**TASK BRIEF:** Would you return the entries below word for word?

═══ RECORDS SUPPLIED

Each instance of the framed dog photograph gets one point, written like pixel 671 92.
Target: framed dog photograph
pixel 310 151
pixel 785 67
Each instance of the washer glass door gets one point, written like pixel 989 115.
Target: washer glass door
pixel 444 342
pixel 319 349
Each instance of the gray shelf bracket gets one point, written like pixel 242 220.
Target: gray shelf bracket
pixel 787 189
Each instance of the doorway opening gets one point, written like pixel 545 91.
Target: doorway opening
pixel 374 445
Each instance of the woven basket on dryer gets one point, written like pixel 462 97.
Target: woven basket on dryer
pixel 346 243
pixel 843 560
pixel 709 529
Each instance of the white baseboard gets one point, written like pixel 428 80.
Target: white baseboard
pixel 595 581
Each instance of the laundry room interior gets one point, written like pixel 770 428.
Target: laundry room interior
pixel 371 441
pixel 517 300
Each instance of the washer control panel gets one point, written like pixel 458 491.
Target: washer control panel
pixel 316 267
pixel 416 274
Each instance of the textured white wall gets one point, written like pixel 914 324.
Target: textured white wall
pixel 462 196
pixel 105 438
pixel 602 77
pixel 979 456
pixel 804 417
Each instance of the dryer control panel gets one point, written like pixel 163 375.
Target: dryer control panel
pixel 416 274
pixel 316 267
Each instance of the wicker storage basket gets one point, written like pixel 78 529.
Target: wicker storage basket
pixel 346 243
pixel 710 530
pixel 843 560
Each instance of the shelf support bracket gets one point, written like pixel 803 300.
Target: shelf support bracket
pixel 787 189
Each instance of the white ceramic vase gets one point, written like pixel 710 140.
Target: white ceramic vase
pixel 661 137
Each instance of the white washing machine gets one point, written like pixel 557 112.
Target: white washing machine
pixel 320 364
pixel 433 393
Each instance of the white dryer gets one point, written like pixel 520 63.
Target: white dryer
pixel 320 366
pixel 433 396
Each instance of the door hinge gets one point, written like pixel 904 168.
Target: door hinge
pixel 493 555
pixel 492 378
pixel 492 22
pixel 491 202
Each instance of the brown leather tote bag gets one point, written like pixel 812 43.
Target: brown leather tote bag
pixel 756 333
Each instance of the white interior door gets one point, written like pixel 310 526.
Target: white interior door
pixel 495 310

══════

**SOLUTION:**
Each instance of the framed dog photograph gets one point, written like pixel 671 92.
Target: framed dog photograph
pixel 310 151
pixel 785 67
Each instance of the washer glass door gets one point, written like pixel 989 115.
Target: washer glass door
pixel 444 342
pixel 319 349
Each instance of the gray shelf bracket gets one point, written like pixel 242 220.
Target: gray shelf bracket
pixel 787 189
Each instance of the doorway opening gets one point, written like pixel 545 91.
Target: doorway opening
pixel 374 445
Each instance of the woven basket on dryer gets one point, written like pixel 462 97.
Target: woven basket on dryer
pixel 346 243
pixel 843 560
pixel 709 529
Each instance of the white baseboard gets one point, written like pixel 428 80.
Target: white baseboard
pixel 595 581
Each instance of the laundry room interior gets one point, written like pixel 770 428.
Target: laundry room interior
pixel 371 441
pixel 517 300
Each instance of the washer control panel gets one point, written like pixel 458 491.
Target: washer control panel
pixel 316 267
pixel 416 274
Each instance of the textured white wall gets one point, written like pixel 914 324.
Target: textured white wall
pixel 462 196
pixel 105 438
pixel 602 77
pixel 979 456
pixel 804 417
Each instance of the dryer control panel gets one point, written like pixel 163 375.
Target: dryer control panel
pixel 416 274
pixel 316 267
Each instance of the wicker storage basket gets one point, written like pixel 78 529.
Target: wicker storage basket
pixel 346 243
pixel 710 530
pixel 843 560
Each instance of the shelf support bracket gets one point, written like pixel 803 300.
Target: shelf support bracket
pixel 787 189
Each instance of the white ceramic vase gets one point, written like pixel 710 140.
Target: white ceramic vase
pixel 661 137
Each instance of the white washing machine gets one point, written like pixel 557 112.
Target: white washing machine
pixel 320 364
pixel 433 393
Each instance of the white dryer gets one point, written like pixel 520 63.
Target: white dryer
pixel 320 366
pixel 433 396
Each instance of the door hinge gets one point, written like pixel 904 168.
Target: door hinge
pixel 493 555
pixel 492 378
pixel 492 22
pixel 491 202
Each instance of the brown leather tote bag gets one point, written like pixel 812 43.
Target: brown leather tote bag
pixel 756 333
Each instance of the white interior door gets one point, written like pixel 310 526.
Target: white interior door
pixel 495 310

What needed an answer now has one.